Image point grounding data:
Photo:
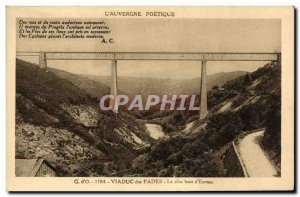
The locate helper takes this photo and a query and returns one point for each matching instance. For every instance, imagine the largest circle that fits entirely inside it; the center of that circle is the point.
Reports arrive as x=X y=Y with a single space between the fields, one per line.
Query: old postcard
x=150 y=98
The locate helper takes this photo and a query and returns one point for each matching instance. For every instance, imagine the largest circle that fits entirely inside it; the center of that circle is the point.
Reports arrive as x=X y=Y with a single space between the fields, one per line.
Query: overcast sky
x=172 y=35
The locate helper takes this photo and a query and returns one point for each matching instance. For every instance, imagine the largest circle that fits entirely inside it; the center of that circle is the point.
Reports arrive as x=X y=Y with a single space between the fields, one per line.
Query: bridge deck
x=156 y=56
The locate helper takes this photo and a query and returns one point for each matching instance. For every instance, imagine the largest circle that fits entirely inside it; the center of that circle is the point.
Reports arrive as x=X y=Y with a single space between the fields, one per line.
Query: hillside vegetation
x=254 y=103
x=61 y=122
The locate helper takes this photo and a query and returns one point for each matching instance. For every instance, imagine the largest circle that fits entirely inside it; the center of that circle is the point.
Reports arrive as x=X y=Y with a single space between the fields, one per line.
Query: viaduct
x=202 y=57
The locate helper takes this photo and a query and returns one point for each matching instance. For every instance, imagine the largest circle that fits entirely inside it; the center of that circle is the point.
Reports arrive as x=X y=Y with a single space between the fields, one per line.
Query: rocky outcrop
x=84 y=114
x=60 y=147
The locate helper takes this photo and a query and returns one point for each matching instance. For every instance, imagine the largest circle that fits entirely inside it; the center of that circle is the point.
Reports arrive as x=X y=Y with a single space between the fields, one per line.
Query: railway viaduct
x=201 y=57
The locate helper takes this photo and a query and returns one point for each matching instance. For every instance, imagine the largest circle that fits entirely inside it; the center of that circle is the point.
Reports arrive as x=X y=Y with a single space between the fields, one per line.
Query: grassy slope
x=39 y=98
x=194 y=156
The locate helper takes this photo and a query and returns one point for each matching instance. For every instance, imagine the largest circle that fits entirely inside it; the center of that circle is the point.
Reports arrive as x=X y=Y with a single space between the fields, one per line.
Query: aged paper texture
x=150 y=98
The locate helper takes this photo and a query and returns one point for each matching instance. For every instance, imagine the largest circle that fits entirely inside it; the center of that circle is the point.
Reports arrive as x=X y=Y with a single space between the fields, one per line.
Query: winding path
x=254 y=158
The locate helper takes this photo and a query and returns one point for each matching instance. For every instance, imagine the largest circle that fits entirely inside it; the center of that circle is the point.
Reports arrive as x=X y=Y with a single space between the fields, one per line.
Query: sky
x=172 y=35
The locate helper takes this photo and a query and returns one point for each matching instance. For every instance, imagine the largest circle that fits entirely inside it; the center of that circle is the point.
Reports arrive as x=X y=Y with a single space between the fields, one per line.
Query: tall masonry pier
x=174 y=56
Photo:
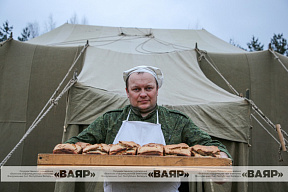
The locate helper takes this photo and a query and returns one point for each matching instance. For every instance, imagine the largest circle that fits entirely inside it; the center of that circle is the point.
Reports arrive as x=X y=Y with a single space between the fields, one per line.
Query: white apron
x=141 y=133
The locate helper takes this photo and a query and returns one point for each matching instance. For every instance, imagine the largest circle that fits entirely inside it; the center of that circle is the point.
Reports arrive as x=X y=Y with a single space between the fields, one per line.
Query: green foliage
x=254 y=45
x=25 y=35
x=5 y=31
x=279 y=44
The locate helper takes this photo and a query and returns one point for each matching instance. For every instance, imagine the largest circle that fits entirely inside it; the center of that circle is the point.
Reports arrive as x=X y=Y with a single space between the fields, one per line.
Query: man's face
x=142 y=91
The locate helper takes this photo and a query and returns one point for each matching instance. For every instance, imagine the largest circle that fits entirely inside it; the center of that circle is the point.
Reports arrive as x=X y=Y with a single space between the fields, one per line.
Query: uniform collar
x=137 y=112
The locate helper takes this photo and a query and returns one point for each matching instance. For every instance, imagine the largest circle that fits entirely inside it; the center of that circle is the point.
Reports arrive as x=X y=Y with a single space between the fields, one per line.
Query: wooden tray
x=133 y=160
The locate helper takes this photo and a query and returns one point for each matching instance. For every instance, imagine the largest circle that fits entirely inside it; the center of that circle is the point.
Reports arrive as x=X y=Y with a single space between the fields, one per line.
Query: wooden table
x=133 y=160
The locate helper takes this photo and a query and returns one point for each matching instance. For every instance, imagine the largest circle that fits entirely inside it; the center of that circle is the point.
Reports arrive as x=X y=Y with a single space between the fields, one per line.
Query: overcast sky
x=238 y=20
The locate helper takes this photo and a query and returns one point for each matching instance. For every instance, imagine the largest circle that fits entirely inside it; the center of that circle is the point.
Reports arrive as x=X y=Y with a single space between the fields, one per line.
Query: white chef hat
x=156 y=72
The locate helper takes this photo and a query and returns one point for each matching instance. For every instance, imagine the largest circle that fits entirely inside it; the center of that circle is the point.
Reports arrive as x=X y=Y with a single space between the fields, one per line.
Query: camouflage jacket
x=176 y=128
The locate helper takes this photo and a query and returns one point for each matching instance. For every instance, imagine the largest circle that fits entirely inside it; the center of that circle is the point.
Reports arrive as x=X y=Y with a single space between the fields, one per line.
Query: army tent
x=190 y=85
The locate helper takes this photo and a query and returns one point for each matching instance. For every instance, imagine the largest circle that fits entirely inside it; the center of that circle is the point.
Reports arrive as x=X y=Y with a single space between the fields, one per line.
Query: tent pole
x=281 y=138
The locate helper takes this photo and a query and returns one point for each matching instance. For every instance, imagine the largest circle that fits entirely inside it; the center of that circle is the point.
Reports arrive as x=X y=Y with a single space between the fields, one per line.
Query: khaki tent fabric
x=267 y=81
x=101 y=88
x=29 y=74
x=185 y=88
x=135 y=40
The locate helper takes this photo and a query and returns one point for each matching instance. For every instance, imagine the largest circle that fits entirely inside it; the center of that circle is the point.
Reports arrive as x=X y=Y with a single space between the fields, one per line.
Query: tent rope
x=276 y=57
x=51 y=100
x=35 y=123
x=9 y=39
x=254 y=106
x=202 y=55
x=52 y=103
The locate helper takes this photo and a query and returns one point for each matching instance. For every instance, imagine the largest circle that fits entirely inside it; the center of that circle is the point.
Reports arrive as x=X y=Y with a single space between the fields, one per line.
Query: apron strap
x=130 y=111
x=128 y=115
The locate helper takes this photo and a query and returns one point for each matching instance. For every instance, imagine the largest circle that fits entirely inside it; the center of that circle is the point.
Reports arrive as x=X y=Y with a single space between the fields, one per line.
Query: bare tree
x=74 y=19
x=84 y=20
x=50 y=24
x=33 y=29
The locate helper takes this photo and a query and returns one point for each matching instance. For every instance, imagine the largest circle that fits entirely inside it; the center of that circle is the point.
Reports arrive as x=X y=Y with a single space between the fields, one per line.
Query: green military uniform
x=176 y=128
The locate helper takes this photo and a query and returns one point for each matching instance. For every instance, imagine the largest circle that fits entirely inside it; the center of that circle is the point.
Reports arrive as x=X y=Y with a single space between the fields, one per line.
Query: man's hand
x=223 y=155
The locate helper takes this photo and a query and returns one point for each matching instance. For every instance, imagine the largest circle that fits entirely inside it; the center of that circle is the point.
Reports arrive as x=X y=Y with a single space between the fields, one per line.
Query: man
x=143 y=121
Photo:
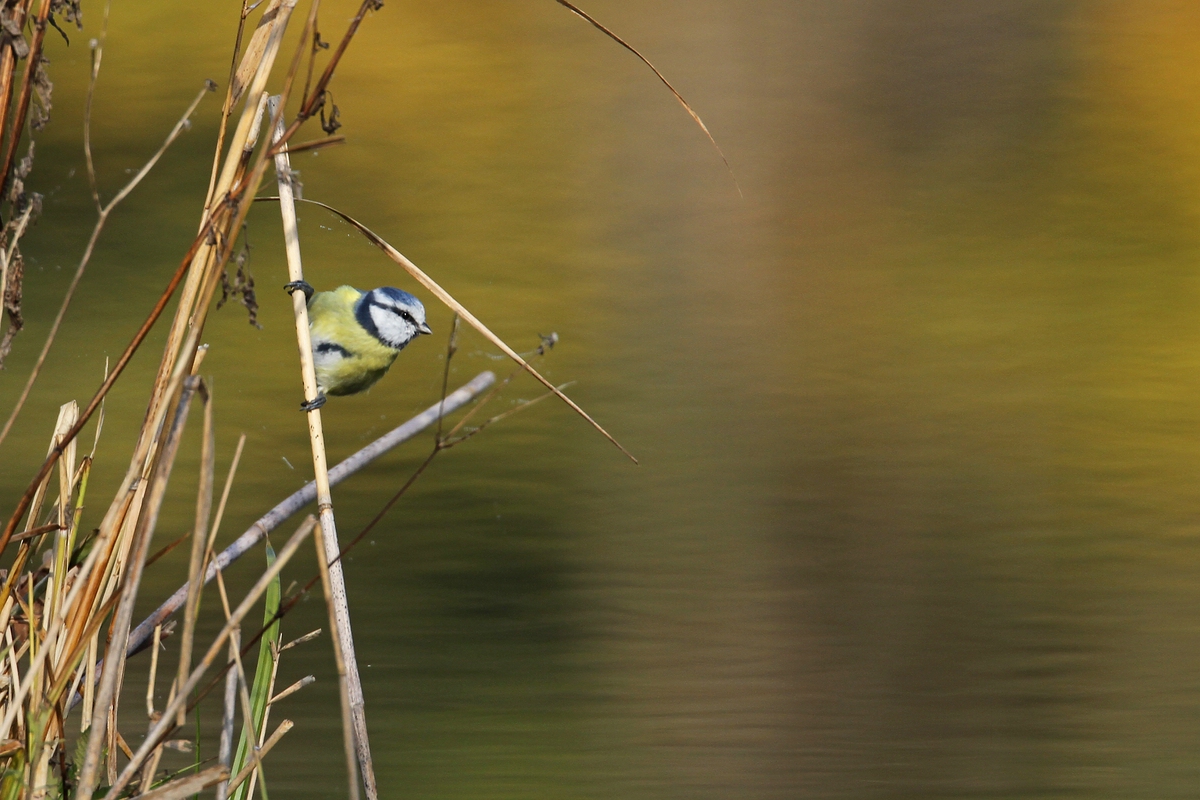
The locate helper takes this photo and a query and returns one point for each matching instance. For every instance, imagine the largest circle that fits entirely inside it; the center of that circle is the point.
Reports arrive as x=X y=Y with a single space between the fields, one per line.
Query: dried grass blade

Problem description -> What the answer needs is every record above, exactly as written, and no pictures.

Exercise response ->
Photo:
The locate helper takes this photo and a query and returns one point for each matching instance. For every instance, imagine the largest circle that fits entirely inside it; the center of that circle is the point.
Reports arrive as x=X y=Y with a single space between the fields, one per line.
Query: old postcard
x=150 y=98
The locate helper takes this photo and a query and returns one point for each matching instance. For every instance, imagine the largest circle that fits entirely inside it; the center of that circle is the point.
Reports arrive as x=X y=Y with a single space between the fields, one per line.
Query: overcast sky
x=172 y=35
The locate helper takes this photo and a query and returns one point for each matching instance. For every instance, imagine the largest circle that fits entirely inside it; the center of that circle is the point.
Reports arrive as x=X y=Y with a single space between the fields, one per line.
Query: bridge deck
x=156 y=56
The locate helper takes this photo and a query and returns one point for each matching instance. For every instance, imagine the largest circle that fits entirely inside it; the center of that circle is the point.
Reports arrive as x=X y=Y with a single space between the fields, one per line.
Query: hillside vegetation
x=254 y=103
x=61 y=122
The locate helper takes this photo and a query and returns one point for each matching instance. For every instance, imagine the largest circle that fits entirely inside it; the center of that circle is the point.
Reports arrive as x=X y=Y with a single space between the fields, one per line.
Query: viaduct
x=202 y=57
The locate helper takes this photo and a query and returns one point for each matching instance. For every instance, imagine the largest circle that fits entirely inside it; the center of that circle is the point.
Reports arrive as x=X y=Y with a single space between the fields, one per line.
Query: rocky outcrop
x=84 y=114
x=60 y=147
The locate helper takes this photo and a query and returns one point for each matching instance. For every instance, imagine the largest circle that fits entirely inside it; the center of that circle is the point.
Reports arrive as x=X y=Y with a single space between the fields, one per line.
Query: railway viaduct
x=201 y=57
The locate helper takes this photo and a query and returns one point for each matching instance. For every instance, imagine the largest circle that fits entirely inside it; the center of that circle is the point.
Reports arrive as x=X y=Y with a single space between the fields, one per line.
Query: grassy slope
x=39 y=98
x=194 y=156
The locate helper takes this photo and a query and returns one point for each matching instance. For every instance, imagine the largest circle that fits entirely inside it; the center of that circle is the point.
Reports arrive as x=X y=Y with a single space between the fields, one per line.
Query: aged paper texture
x=150 y=98
The locate helper takes this photo and a query and returns one point for each matching instance. For every instance, imagine the largest circle that fits entirely inside it; the center of that circle is the point.
Reports arrive as x=X y=Y with a single space between the fields, one per line.
Query: winding path
x=254 y=158
The locate helper takes this photo and a query and returns one point for each matching instance. For every instance, imagine the largest circle that fits entirely inside it; the center of that circle is the point.
Reports arrive as x=X y=Y with a single space between the fields, one per line.
Query: sky
x=172 y=35
The locate helper takes this photo and a query and returns one point for each matching instance. For every instance, imagine the largest circle that fits entirely inside it; the center of that circle is the point.
Reports arrive as x=X y=Y with a single space between the fields, one per line.
Query: tall masonry pier
x=174 y=56
Photo:
The locate helper takes this photo and a query and returns one point for each matching instance. For every instance, imagine the largest circle that fits entirely inside it; the center of that circle is the point.
Reports arrive as x=X y=Y with a single space between the fields, one per line.
Query: white apron
x=141 y=133
The locate helper takes this photo and a query and returns one point for each matching instance. For every instance, imagine the largest circle that fits entirely inside it; the center of that circle is the point.
Reports arrive as x=X y=Y with a single space between the fields, one per line.
Query: green foliage
x=254 y=45
x=25 y=35
x=5 y=31
x=279 y=44
The locate helper takes this photo and a query and returns one point for each matching instance. For every instance, imagine the largest circle that fits entirely inside it; the center of that circle is the point.
Reports arrive as x=X y=Y with a single space between the fields, one per line.
Query: man's face
x=142 y=91
The locate helper takes this photo and a query and returns one point for each matching instance. For every instance, imagine the largest circle that fits entirely inside it; the center of that circle is the point.
Reports arrive as x=X y=Y with a single space between the fields, one per line.
Query: uniform collar
x=137 y=112
The locate helper takes this photo and a query and returns one point for each matching instance. For every instance, imagine the largest circle that fits entirely inside it; the center of that circle is the point.
Reports arrive as x=X y=Y with a single space between the fields, one per line.
Query: wooden tray
x=133 y=160
The locate helper takes this photo and a query and returns one point for each matching instance. For every instance, imagine the largest circle that fits entirely inside it; the center of that circle is the point.
Reports arrive as x=X y=Y with a single space between the fields, one per line.
Query: wooden table
x=133 y=160
The locate helper takes this photo and a query and returns one point for each matching instance. For every instance, imagine the largest circle that fits entirely inside it; the center of that circle is the point.
Reports arrive as x=X y=Y with a single space between the fields, one per line.
Query: overcast sky
x=238 y=20
The locate helper takes this photo and a query and returns one point for each matching instance. For every instance, imagine the largest circle that fits entirely inside it; the center of that circle is the point.
Reports arrive as x=X y=Y with a single space between the fields, one per line.
Query: white chef hat
x=156 y=72
The locate helper takes this photo and a query and returns one point for each matching instance. For every instance, imagine the largest circle that fits entirely inside it; the center of that circle is the point.
Reports arrive as x=X y=Y with a single space between the fields, one per line.
Query: camouflage jacket
x=176 y=128
The locate helper takes this photo and a query and returns one point for each matching instance. For every instance, imagine the largest circle that fits entirely inside it; the center of that circle is the point.
Reports arrive as x=X y=Y with a single space between the fields, one per line.
Query: army tent
x=190 y=85
The locate helper takes this photo and a query and returns one point for each matching instance. For every instance, imagine the largest circle that fits entirely inside it; the center of that circle is the point.
Reports arrive as x=X y=Y with a single space between the fields, one per line.
Query: tent pole
x=281 y=138
The locate helper takes this photo and a query and returns one point for each matching instance. For every instance, imagine the largest circle that fits entirely inside it; the center of that circle is the point.
Reports arrive as x=X y=Y with a single space between the fields, one per line.
Query: khaki tent fabric
x=267 y=81
x=101 y=88
x=29 y=74
x=185 y=88
x=135 y=40
The locate helper takes this photo and a query and returns one point for each matching instance. For every instance, imagine the largest circle that fits entirely inside it; the center of that circle is the point.
Reports arrive as x=X y=Y with a single space between the fields, one per line.
Query: tent rope
x=276 y=57
x=51 y=100
x=35 y=123
x=9 y=39
x=254 y=106
x=202 y=55
x=52 y=103
The locate helper takes this photo and a query and returns one point for each matching instance. For every instance, imagine the largest circle that fits entirely inside it; the center of that circle is the point.
Reports arrive as x=X y=Y with a single space between the fields, one per line.
Query: apron strap
x=130 y=111
x=128 y=115
The locate helper takes this photo and a query and returns one point for each matching instance. For every instance, imagine the largest circle that fits entirely inside it; the center of that circle is the point.
Reports arrive as x=X y=Y with a single space between the fields, one per line.
Query: bare tree
x=74 y=19
x=84 y=20
x=50 y=24
x=33 y=29
The locate helper takes this photo and a query and returns one point for each matching instance. For every instance, imagine the largest circle that fits entirely inside it; the center of that circle is the point.
Reports arrive as x=X y=Y with a single space between the fields, one per line.
Query: green military uniform
x=176 y=128
The locate helper takes this photo and a query and returns one point for each matching instance. For every instance, imagine the largest circle that fits entirely inside it; the center of that circle is the point.
Reports arrive as x=X y=Y with a single space between the fields, one per line.
Query: man's hand
x=223 y=155
The locate helper takes this photo and a query and returns one point for each matching instance. For every instance, imagine the largest circle that fits entirely inside it; the center of that circle is the point.
Reports arrive as x=X y=Y with a single space between the fields, one per line.
Query: man
x=143 y=121
Photo:
The locate helper takes this photo and a query and returns one point for each matching instance. For every instance, imagine the largest circle that fits entirely inside it; the center of that circle is the point.
Reports arrive as x=X y=Y with a single space between the fields, one per line.
Query: dried grass blade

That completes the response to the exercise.